Information shown:
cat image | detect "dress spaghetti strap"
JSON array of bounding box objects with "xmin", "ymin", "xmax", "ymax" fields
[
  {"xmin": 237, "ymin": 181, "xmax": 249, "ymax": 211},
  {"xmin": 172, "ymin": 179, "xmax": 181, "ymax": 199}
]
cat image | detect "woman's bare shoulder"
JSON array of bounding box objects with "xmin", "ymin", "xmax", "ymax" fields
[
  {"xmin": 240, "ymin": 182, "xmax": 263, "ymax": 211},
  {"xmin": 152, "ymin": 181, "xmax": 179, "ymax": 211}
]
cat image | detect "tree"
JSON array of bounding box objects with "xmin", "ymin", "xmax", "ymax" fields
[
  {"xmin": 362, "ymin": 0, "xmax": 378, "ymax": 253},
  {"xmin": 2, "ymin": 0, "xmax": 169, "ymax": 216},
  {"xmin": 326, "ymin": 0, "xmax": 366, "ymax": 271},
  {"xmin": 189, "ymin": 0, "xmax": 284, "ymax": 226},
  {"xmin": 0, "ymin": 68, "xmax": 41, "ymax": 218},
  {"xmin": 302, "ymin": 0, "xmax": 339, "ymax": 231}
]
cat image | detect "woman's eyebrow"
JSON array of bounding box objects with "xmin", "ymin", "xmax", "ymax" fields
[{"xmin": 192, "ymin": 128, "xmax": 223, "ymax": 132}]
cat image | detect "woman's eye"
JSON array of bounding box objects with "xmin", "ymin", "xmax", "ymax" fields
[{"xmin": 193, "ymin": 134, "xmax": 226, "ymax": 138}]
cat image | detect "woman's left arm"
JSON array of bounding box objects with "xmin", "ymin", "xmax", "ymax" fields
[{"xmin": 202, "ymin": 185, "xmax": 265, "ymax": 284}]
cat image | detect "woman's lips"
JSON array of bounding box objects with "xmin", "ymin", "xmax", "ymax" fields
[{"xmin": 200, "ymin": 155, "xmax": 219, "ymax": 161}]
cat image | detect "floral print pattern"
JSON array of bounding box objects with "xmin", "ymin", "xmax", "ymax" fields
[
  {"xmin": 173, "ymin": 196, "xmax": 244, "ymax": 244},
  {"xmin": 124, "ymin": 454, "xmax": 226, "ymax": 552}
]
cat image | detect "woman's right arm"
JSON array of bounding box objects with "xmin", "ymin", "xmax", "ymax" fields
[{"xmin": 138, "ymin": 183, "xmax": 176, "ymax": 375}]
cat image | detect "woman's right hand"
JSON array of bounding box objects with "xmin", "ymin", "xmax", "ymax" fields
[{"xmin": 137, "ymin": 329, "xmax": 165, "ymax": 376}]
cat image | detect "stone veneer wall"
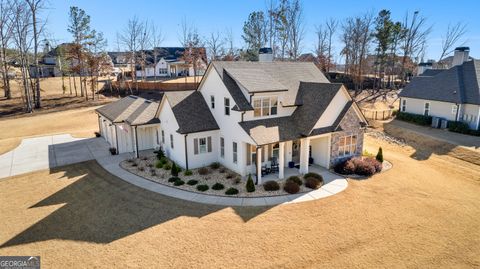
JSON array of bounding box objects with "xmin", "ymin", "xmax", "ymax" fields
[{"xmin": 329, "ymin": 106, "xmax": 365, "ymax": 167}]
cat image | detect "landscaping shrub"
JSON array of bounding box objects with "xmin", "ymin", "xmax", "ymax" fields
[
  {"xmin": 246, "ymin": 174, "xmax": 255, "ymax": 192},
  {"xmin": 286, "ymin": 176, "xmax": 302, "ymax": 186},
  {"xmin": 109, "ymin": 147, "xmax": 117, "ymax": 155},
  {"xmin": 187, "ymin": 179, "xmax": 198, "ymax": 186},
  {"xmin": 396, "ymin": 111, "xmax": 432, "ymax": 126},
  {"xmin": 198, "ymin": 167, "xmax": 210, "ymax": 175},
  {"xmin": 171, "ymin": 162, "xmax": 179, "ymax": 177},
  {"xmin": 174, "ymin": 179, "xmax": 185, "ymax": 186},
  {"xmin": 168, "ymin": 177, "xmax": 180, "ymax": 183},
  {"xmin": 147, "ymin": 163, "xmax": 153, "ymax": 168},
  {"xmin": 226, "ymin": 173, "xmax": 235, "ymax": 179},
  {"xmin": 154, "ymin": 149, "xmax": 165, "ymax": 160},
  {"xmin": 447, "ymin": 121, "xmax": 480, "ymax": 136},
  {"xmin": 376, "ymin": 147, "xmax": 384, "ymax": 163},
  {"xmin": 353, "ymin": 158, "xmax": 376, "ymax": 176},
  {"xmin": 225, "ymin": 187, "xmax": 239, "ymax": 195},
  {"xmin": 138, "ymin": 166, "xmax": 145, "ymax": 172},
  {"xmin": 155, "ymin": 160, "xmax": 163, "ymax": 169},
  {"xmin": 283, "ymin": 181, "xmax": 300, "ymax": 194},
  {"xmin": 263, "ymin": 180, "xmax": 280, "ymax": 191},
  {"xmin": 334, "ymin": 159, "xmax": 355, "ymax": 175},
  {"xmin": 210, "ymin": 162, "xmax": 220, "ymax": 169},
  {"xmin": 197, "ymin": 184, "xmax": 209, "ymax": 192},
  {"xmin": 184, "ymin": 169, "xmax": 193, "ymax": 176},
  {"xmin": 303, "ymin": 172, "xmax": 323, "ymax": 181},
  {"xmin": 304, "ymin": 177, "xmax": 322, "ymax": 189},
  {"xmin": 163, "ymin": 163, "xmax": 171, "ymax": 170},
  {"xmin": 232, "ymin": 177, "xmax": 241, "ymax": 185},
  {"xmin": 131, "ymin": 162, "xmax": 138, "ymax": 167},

What you need to do: First drop every picture, then print the data above exactly as it stands.

Finished task:
cat image | detect "dress spaghetti strap"
JSON array of bounding box objects with "xmin", "ymin", "xmax", "ymax" fields
[
  {"xmin": 237, "ymin": 181, "xmax": 249, "ymax": 211},
  {"xmin": 172, "ymin": 179, "xmax": 181, "ymax": 199}
]
cat image | detect "woman's bare shoulder"
JSON array of bounding box objects with "xmin", "ymin", "xmax", "ymax" fields
[
  {"xmin": 240, "ymin": 182, "xmax": 263, "ymax": 211},
  {"xmin": 152, "ymin": 181, "xmax": 179, "ymax": 211}
]
cat image | detect "tree"
JSON array of bounding box objects with "xmin", "ymin", "xmax", "ymax" fields
[
  {"xmin": 362, "ymin": 0, "xmax": 378, "ymax": 253},
  {"xmin": 2, "ymin": 0, "xmax": 169, "ymax": 216},
  {"xmin": 326, "ymin": 0, "xmax": 366, "ymax": 271},
  {"xmin": 189, "ymin": 0, "xmax": 284, "ymax": 226},
  {"xmin": 0, "ymin": 68, "xmax": 41, "ymax": 218},
  {"xmin": 302, "ymin": 0, "xmax": 339, "ymax": 231}
]
cat image | detect "woman's eyebrow"
JSON array of bounding box objects with "xmin", "ymin", "xmax", "ymax" fields
[{"xmin": 192, "ymin": 128, "xmax": 223, "ymax": 132}]
cat image | detect "woman's eye"
JSON array of bounding box objects with "xmin", "ymin", "xmax", "ymax" fields
[{"xmin": 193, "ymin": 134, "xmax": 226, "ymax": 138}]
cat image | detect "woman's left arm"
JSON array of bounding box objects with "xmin", "ymin", "xmax", "ymax" fields
[{"xmin": 202, "ymin": 185, "xmax": 265, "ymax": 284}]
cat image | detect "woman's lips"
JSON array of bounding box objects with "xmin", "ymin", "xmax", "ymax" fields
[{"xmin": 200, "ymin": 155, "xmax": 219, "ymax": 161}]
cat image | detect "floral print pattern"
JSON array of bounding box objects with "xmin", "ymin", "xmax", "ymax" fields
[
  {"xmin": 173, "ymin": 196, "xmax": 244, "ymax": 244},
  {"xmin": 124, "ymin": 454, "xmax": 226, "ymax": 552}
]
cat image | detect "woman's right arm"
JSON array of bounding box objects with "xmin", "ymin", "xmax", "ymax" fields
[{"xmin": 138, "ymin": 183, "xmax": 176, "ymax": 375}]
cat image | detect "woman's right hand"
JSON array of bounding box objects with "xmin", "ymin", "xmax", "ymax" fields
[{"xmin": 137, "ymin": 329, "xmax": 165, "ymax": 376}]
cat image | detect "stone veneer wall"
JSON array of bounding box objects with "xmin", "ymin", "xmax", "ymax" fields
[{"xmin": 329, "ymin": 106, "xmax": 365, "ymax": 167}]
cat image | detect "landscaping shrub"
JSON array of bounding box objects with "xmin", "ymin", "xmax", "ymax" fields
[
  {"xmin": 246, "ymin": 174, "xmax": 255, "ymax": 192},
  {"xmin": 286, "ymin": 176, "xmax": 302, "ymax": 186},
  {"xmin": 109, "ymin": 147, "xmax": 117, "ymax": 155},
  {"xmin": 187, "ymin": 179, "xmax": 198, "ymax": 186},
  {"xmin": 396, "ymin": 111, "xmax": 432, "ymax": 126},
  {"xmin": 198, "ymin": 167, "xmax": 210, "ymax": 175},
  {"xmin": 171, "ymin": 162, "xmax": 179, "ymax": 177},
  {"xmin": 174, "ymin": 179, "xmax": 185, "ymax": 186},
  {"xmin": 168, "ymin": 177, "xmax": 180, "ymax": 183},
  {"xmin": 147, "ymin": 163, "xmax": 153, "ymax": 168},
  {"xmin": 226, "ymin": 173, "xmax": 235, "ymax": 179},
  {"xmin": 154, "ymin": 149, "xmax": 165, "ymax": 160},
  {"xmin": 447, "ymin": 121, "xmax": 480, "ymax": 136},
  {"xmin": 376, "ymin": 147, "xmax": 384, "ymax": 163},
  {"xmin": 353, "ymin": 158, "xmax": 376, "ymax": 176},
  {"xmin": 225, "ymin": 187, "xmax": 239, "ymax": 195},
  {"xmin": 138, "ymin": 166, "xmax": 145, "ymax": 172},
  {"xmin": 155, "ymin": 160, "xmax": 163, "ymax": 169},
  {"xmin": 283, "ymin": 181, "xmax": 300, "ymax": 194},
  {"xmin": 263, "ymin": 180, "xmax": 280, "ymax": 191},
  {"xmin": 334, "ymin": 159, "xmax": 355, "ymax": 175},
  {"xmin": 210, "ymin": 162, "xmax": 220, "ymax": 169},
  {"xmin": 197, "ymin": 184, "xmax": 209, "ymax": 192},
  {"xmin": 184, "ymin": 169, "xmax": 193, "ymax": 176},
  {"xmin": 303, "ymin": 172, "xmax": 323, "ymax": 181},
  {"xmin": 304, "ymin": 177, "xmax": 322, "ymax": 189},
  {"xmin": 163, "ymin": 163, "xmax": 171, "ymax": 170},
  {"xmin": 232, "ymin": 177, "xmax": 241, "ymax": 185},
  {"xmin": 131, "ymin": 162, "xmax": 138, "ymax": 167},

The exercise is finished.